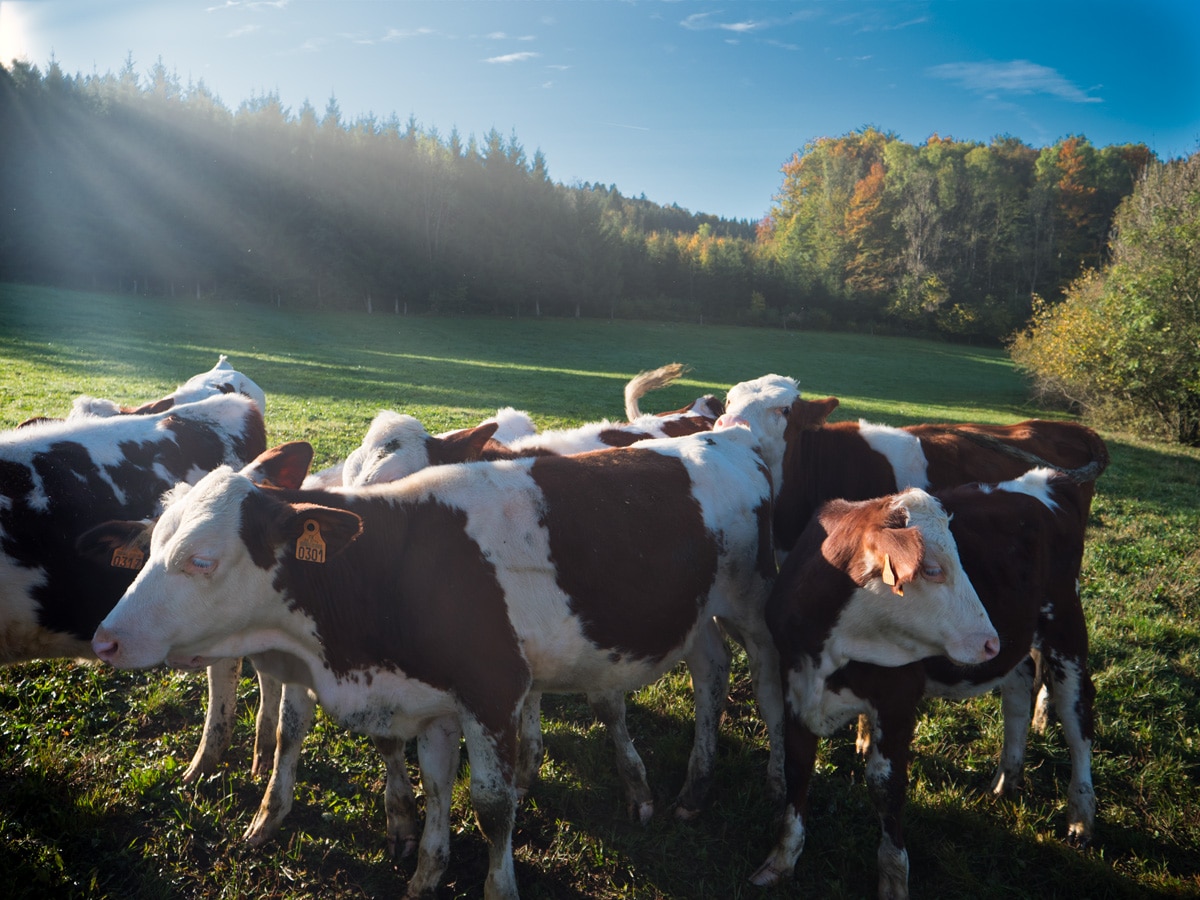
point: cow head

* * *

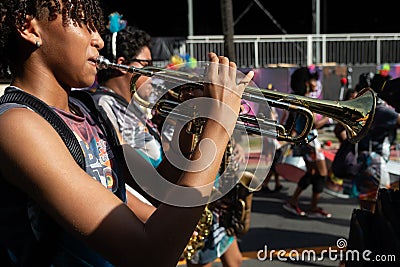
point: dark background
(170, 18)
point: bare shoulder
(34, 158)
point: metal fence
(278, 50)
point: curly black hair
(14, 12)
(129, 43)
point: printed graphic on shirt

§ EXERCISE: Each line in the entries above, starting at the line with "point: metal fence" and ending at the line with "point: printed graphic on shirt", is to be printed exactly, and only those lines.

§ TASK RESULT:
point: metal fence
(278, 50)
point: curly black hair
(14, 12)
(129, 43)
point: printed graphic on shirt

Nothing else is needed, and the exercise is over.